MATERIAL SUPPLIED —
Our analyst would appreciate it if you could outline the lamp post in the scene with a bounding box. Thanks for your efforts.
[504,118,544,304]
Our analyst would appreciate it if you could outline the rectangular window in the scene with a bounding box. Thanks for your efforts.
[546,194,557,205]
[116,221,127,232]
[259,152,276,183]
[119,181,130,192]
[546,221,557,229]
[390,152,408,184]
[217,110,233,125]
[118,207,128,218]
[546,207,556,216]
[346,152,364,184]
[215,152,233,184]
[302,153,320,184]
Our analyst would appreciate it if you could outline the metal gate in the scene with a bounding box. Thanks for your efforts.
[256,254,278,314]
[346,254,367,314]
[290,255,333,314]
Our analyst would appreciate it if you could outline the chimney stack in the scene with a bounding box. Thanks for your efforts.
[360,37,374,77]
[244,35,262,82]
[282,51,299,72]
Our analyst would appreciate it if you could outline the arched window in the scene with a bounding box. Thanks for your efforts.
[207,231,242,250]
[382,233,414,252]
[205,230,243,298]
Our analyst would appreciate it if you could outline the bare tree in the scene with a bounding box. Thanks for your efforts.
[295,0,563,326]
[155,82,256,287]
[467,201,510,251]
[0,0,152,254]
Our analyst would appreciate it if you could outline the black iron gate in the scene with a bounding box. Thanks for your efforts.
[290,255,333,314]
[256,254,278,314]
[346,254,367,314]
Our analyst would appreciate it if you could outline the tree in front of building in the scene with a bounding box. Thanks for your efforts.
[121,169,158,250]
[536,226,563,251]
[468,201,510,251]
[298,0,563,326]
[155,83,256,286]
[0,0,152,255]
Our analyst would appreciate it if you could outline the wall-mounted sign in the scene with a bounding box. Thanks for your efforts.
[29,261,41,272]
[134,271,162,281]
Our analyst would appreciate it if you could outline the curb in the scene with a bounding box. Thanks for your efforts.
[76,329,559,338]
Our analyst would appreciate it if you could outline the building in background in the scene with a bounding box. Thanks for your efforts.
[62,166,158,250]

PROBLEM DESCRIPTION — Lines from the one containing "Our analyst would appreciate it if you could outline the curb" through the final line of the entries above are to be output exactly; omit all others.

SOLUTION BELOW —
Our analyst would appreciate it if you could outline the curb in the scene with a bounding box. Thanks for your efforts.
[76,329,559,338]
Our analyst would appreciate it if you could outline the building in background in the scene with a bounding box. Thanks for your efforts.
[62,166,158,250]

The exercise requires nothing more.